-- Aufgabe A --
Entnimm den Forumsbeitrag über Diskriminierung neurodiverser Menschen in Deutschland vollständig und Wort für Wort.

-- Vorgegebener Text --
╭──

Fnovar Uneanh
stellt eine Frage · vor 3 Monaten

Systematische Diskriminierung neurodiverser Menschen in Deutschland

Eine Freundin in den Niederlanden hat ADHS und ist autistisch. Sie fragt, ob sie in Deutschland mit systematischer Diskriminierung rechnen müsste, wenn bekannt wird, dass sie beispielsweise Stimulanzien wie Ritalin, Adderall oder Focalin nimmt. 

Zum Beispiel fürchtet sie Nachteile wie die folgenden:

  • von Versicherungen abgelehnt werden
  • keine Hypothek/keine Kredite aufnehmen können (Ablehnung durch die Bank)
  • keinen Führerschein haben dürfen
  • keinen Job finden
  • als Selbstständige keinen Anspruch auf Krankenversicherung haben

Mir ist bekannt, dass je nach GdB-Bewertung ADHS oder Autismus als Behinderung gewertet werden kann, wodurch die Person Anspruch auf Unterstützung und Schutz erhält.

Doch wie sieht es aus, wenn die nötigen Punkte in der GdB-Tabelle nicht erreicht werden? Und welche Form der Benachteiligung durch Arbeitgeber, Versicherungen und Banken ist illegal?

Es wäre super, hierzu eine Fachmeinung zu haben.

Puevfgvna Znccnyn · vor 3 Monaten
Durch Autor:in als beste Antwort markiert

Hallo Sabine,

it's tricky. Ich würde mit einem "Ja" antworten in Bezug auf strukturelle Diskriminierung.

╰──

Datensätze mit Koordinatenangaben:
╭──

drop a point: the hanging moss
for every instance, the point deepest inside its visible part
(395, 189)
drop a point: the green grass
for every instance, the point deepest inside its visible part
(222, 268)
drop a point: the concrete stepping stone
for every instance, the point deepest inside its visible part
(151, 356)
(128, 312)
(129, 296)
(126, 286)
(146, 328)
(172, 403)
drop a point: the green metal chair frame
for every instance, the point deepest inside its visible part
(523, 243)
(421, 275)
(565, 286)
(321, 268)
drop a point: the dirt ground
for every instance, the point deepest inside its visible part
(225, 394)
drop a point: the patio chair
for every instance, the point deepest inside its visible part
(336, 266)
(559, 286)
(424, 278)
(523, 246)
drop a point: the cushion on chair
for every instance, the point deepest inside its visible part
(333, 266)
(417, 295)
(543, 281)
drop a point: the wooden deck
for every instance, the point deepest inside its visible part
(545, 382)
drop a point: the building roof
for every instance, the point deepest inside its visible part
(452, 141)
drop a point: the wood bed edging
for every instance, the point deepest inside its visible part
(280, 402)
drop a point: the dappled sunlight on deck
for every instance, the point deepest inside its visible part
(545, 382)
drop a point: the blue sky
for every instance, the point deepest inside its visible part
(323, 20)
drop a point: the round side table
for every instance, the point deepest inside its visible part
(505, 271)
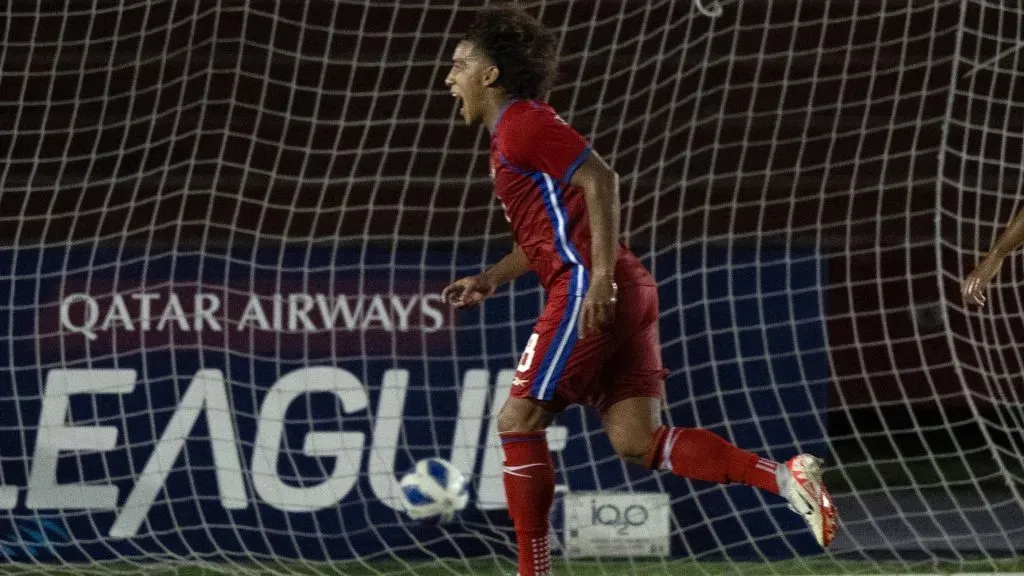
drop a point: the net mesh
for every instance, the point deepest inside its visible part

╰──

-- Aufgabe B --
Schreib in den Datensätzen den Abschnitt ab der Zeile mit „drop a point: the wood bed edging“ bis zum Ende der Datensätze neu, beide Enden eingeschlossen, und gib nur diese Zeilen wieder, auch die ohne Zahlen. Multipliziere dabei jede Koordinate in den Antworten mit 1,7, runde auf ganze Zahlen (halbe aufrunden) und lass die Bilder weg.

-- Erwartete Ausgabe A --
Fnovar Uneanh
stellt eine Frage · vor 3 Monaten

Systematische Diskriminierung neurodiverser Menschen in Deutschland

Eine Freundin in den Niederlanden hat ADHS und ist autistisch. Sie fragt, ob sie in Deutschland mit systematischer Diskriminierung rechnen müsste, wenn bekannt wird, dass sie beispielsweise Stimulanzien wie Ritalin, Adderall oder Focalin nimmt. 

Zum Beispiel fürchtet sie Nachteile wie die folgenden:

  • von Versicherungen abgelehnt werden
  • keine Hypothek/keine Kredite aufnehmen können (Ablehnung durch die Bank)
  • keinen Führerschein haben dürfen
  • keinen Job finden
  • als Selbstständige keinen Anspruch auf Krankenversicherung haben

Mir ist bekannt, dass je nach GdB-Bewertung ADHS oder Autismus als Behinderung gewertet werden kann, wodurch die Person Anspruch auf Unterstützung und Schutz erhält.

Doch wie sieht es aus, wenn die nötigen Punkte in der GdB-Tabelle nicht erreicht werden? Und welche Form der Benachteiligung durch Arbeitgeber, Versicherungen und Banken ist illegal?

Es wäre super, hierzu eine Fachmeinung zu haben.

Puevfgvna Znccnyn · vor 3 Monaten
Durch Autor:in als beste Antwort markiert

Hallo Sabine,

it's tricky. Ich würde mit einem "Ja" antworten in Bezug auf strukturelle Diskriminierung.

-- Erwartete Ausgabe B --
drop a point: the wood bed edging
for every instance, the point deepest inside its visible part
(476, 683)
drop a point: the dappled sunlight on deck
for every instance, the point deepest inside its visible part
(927, 649)
drop a point: the blue sky
for every instance, the point deepest inside its visible part
(549, 34)
drop a point: the round side table
for every instance, the point deepest inside its visible part
(859, 461)
drop a point: the net mesh
for every instance, the point deepest inside its visible part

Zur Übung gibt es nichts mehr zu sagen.